Written exercise ▸ From the IPsec patch page below, reproduce verbatim the passage starting at "for inbound SA" and ending at "insertions(+), 22 deletions(-)".

Text extract ▸
......

[v7,07/10] ipsec: rework SA replay window/SQN for MT environment

Message ID 1547130059-9408-8-git-send-email-konstantin.ananyev@intel.com
State Superseded, archived
Delegated to: akhil goyal
Headers show
Series
  • [v6,01/10] cryptodev: add opaque userdata pointer into crypto sym session
Related show

Checks

Context Check Description
ci/Intel-compilation success Compilation OK
ci/checkpatch success coding style OK

Commit Message

Ananyev, Konstantin Jan. 10, 2019, 2:20 p.m.
With these changes functions:
  - rte_ipsec_pkt_crypto_prepare
  - rte_ipsec_pkt_process
 can be safely used in MT environment, as long as the user can guarantee
 that they obey multiple readers/single writer model for SQN+replay_window
 operations.
 To be more specific:
 for outbound SA there are no restrictions.
 for inbound SA the caller has to guarantee that at any given moment
 only one thread is executing rte_ipsec_pkt_process() for given SA.
 Note that it is caller responsibility to maintain correct order
 of packets to be processed.

Signed-off-by: Konstantin Ananyev <konstantin.ananyev@intel.com>
Acked-by: Declan Doherty <declan.doherty@intel.com>
---
 lib/librte_ipsec/ipsec_sqn.h    | 113 +++++++++++++++++++++++++++++++-
 lib/librte_ipsec/rte_ipsec_sa.h |  33 ++++++++++
 lib/librte_ipsec/sa.c           |  80 +++++++++++++++++-----
 lib/librte_ipsec/sa.h           |  21 +++++-
 4 files changed, 225 insertions(+), 22 deletions(-)

......

Material shown ▸
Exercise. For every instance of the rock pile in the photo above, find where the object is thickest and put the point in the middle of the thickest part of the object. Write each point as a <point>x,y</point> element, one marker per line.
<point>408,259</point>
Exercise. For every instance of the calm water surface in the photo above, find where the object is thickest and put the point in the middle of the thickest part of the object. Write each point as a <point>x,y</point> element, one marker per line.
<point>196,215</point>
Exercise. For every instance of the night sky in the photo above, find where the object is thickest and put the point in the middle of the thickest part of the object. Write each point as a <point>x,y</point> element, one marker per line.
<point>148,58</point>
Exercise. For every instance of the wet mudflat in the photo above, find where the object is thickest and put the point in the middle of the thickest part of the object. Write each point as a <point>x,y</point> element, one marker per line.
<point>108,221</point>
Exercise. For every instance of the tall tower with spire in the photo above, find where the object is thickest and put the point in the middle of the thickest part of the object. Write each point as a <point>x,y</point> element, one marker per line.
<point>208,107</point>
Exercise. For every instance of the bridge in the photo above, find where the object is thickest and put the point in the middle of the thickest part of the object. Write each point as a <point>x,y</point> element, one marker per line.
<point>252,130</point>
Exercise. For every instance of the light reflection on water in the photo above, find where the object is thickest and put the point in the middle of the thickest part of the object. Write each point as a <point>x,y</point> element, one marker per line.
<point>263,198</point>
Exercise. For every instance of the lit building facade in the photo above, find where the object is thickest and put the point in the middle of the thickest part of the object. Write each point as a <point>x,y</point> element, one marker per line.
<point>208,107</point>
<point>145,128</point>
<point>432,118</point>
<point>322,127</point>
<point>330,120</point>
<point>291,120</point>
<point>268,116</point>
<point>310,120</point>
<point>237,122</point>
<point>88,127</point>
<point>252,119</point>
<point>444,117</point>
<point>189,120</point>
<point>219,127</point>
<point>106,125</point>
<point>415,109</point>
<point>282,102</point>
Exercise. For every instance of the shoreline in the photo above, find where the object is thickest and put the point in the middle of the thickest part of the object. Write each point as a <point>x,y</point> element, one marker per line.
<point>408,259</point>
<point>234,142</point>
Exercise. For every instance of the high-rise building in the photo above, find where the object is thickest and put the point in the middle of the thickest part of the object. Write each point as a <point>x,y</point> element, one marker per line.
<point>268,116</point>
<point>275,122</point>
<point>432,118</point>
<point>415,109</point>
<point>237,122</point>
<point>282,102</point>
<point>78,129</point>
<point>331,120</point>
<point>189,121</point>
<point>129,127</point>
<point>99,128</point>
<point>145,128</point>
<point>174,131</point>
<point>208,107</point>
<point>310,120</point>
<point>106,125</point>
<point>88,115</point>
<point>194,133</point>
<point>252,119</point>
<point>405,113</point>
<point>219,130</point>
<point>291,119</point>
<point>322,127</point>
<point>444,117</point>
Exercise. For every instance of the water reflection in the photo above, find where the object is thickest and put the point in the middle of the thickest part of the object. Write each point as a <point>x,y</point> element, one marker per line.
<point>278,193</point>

......

Solution ▸
for inbound SA the caller has to guarantee that at any given moment
 only one thread is executing rte_ipsec_pkt_process() for given SA.
 Note that it is caller responsibility to maintain correct order
 of packets to be processed.

Signed-off-by: Konstantin Ananyev <konstantin.ananyev@intel.com>
Acked-by: Declan Doherty <declan.doherty@intel.com>
---
 lib/librte_ipsec/ipsec_sqn.h    | 113 +++++++++++++++++++++++++++++++-
 lib/librte_ipsec/rte_ipsec_sa.h |  33 ++++++++++
 lib/librte_ipsec/sa.c           |  80 +++++++++++++++++-----
 lib/librte_ipsec/sa.h           |  21 +++++-
 4 files changed, 225 insertions(+), 22 deletions(-)